Repeat the records below exactly, leaving out any pictures.

Region pointing data:
###

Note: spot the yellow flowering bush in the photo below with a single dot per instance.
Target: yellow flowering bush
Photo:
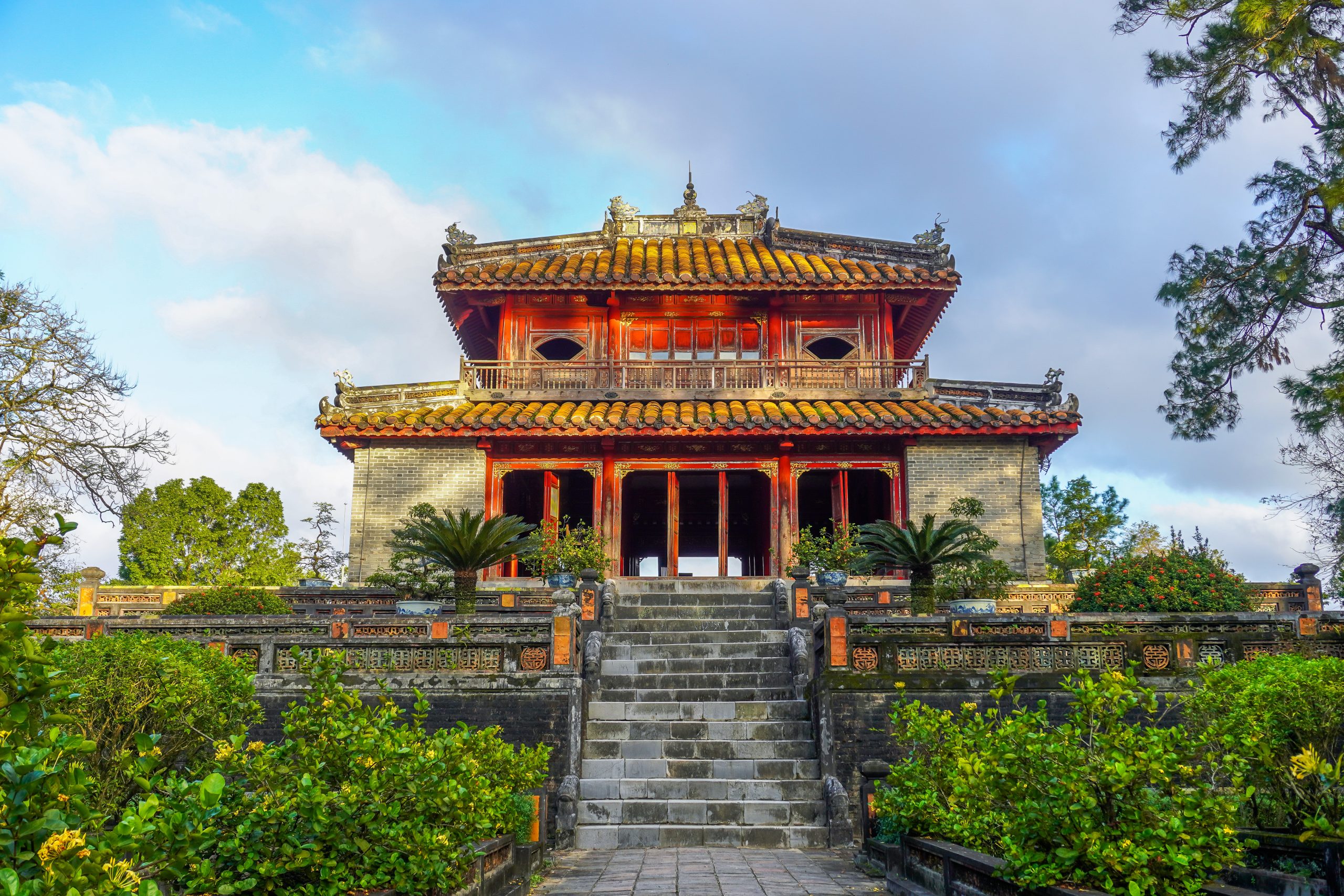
(358, 796)
(1107, 800)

###

Expected answer.
Note: spot the yellow flowering bush in the photo below with a single dot per instance.
Target: yellow flowering bush
Photo:
(358, 796)
(1107, 800)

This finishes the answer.